Transcribe every line, keeping it exact.

(Named-object pointing records)
┄┄┄┄┄┄┄┄┄┄┄┄┄┄┄┄┄┄┄┄
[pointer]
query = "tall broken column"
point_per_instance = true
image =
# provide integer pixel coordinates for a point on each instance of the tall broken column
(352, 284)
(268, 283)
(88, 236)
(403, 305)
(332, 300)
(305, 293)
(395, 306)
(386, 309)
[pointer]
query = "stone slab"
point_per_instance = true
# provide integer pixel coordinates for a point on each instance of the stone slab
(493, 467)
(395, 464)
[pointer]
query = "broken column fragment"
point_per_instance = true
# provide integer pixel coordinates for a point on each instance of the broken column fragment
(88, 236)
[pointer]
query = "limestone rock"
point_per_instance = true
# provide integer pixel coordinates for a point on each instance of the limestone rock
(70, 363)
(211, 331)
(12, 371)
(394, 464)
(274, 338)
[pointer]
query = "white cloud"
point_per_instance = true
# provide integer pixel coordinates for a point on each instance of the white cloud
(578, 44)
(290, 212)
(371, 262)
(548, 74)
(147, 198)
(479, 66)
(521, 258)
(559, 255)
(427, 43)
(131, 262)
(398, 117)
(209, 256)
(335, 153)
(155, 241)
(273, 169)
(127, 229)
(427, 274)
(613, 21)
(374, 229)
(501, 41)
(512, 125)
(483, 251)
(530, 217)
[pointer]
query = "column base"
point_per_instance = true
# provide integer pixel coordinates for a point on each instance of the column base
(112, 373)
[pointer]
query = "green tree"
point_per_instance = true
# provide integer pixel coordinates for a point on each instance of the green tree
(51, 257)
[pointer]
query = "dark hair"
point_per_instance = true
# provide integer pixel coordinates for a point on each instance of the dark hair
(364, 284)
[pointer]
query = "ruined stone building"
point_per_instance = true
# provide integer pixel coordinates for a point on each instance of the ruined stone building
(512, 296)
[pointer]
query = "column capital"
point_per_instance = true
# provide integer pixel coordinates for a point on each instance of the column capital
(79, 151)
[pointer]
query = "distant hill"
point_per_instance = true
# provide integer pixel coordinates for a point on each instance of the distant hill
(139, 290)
┄┄┄┄┄┄┄┄┄┄┄┄┄┄┄┄┄┄┄┄
* Result *
[pointer]
query = "tall broken column"
point_per_instance = true
image =
# provide integer pixel coordinates for a point on each instance of the tall broken column
(352, 284)
(268, 283)
(88, 236)
(403, 305)
(332, 300)
(305, 293)
(395, 306)
(386, 309)
[pointer]
query = "stone slab"
point_per_instance = true
# provide integer pixel coordinates for a point on each instance of the stone slab
(493, 467)
(395, 464)
[pointer]
query = "broken column fragment"
point_per_instance = true
# provide integer pixel coordinates for a point on each instance of the broken column fragment
(88, 236)
[pointer]
query = "limestone rock"
point_per_instance = true
# provide integer pixel coordinates for a point on each instance of the limestone rock
(70, 363)
(211, 331)
(12, 371)
(394, 464)
(274, 338)
[pointer]
query = "white cloud"
point_per_instance = true
# provide integer pixel coordinates for a point on each instance of the white cloud
(578, 44)
(290, 212)
(371, 262)
(548, 74)
(147, 198)
(479, 66)
(521, 258)
(559, 255)
(427, 43)
(131, 262)
(398, 117)
(209, 256)
(335, 153)
(155, 241)
(273, 169)
(127, 229)
(427, 274)
(613, 21)
(374, 229)
(501, 41)
(512, 125)
(483, 251)
(530, 217)
[pointer]
query = "column base"
point_per_instance = true
# provide integer pixel coordinates for a point on each instance of the column base
(112, 373)
[pointer]
query = "green tree"
point_per_instance = true
# provide integer pixel coordinates for a point on each instance of the green tree
(51, 257)
[pointer]
query = "dark hair"
point_per_instance = true
# provide integer pixel coordinates for a point on each instance of the dark hair
(364, 284)
[pointer]
query = "ruined stone building"
point_per_instance = true
# provide integer pixel coordinates for a point on each instance of the ruined stone building
(512, 296)
[pointer]
query = "column capital"
point_per_instance = true
# provide integer pixel coordinates for a point on each instance of the column capital
(79, 151)
[pointer]
query = "distant hill"
point_per_instance = true
# provide integer pixel coordinates for a point on each instance of the distant hill
(139, 290)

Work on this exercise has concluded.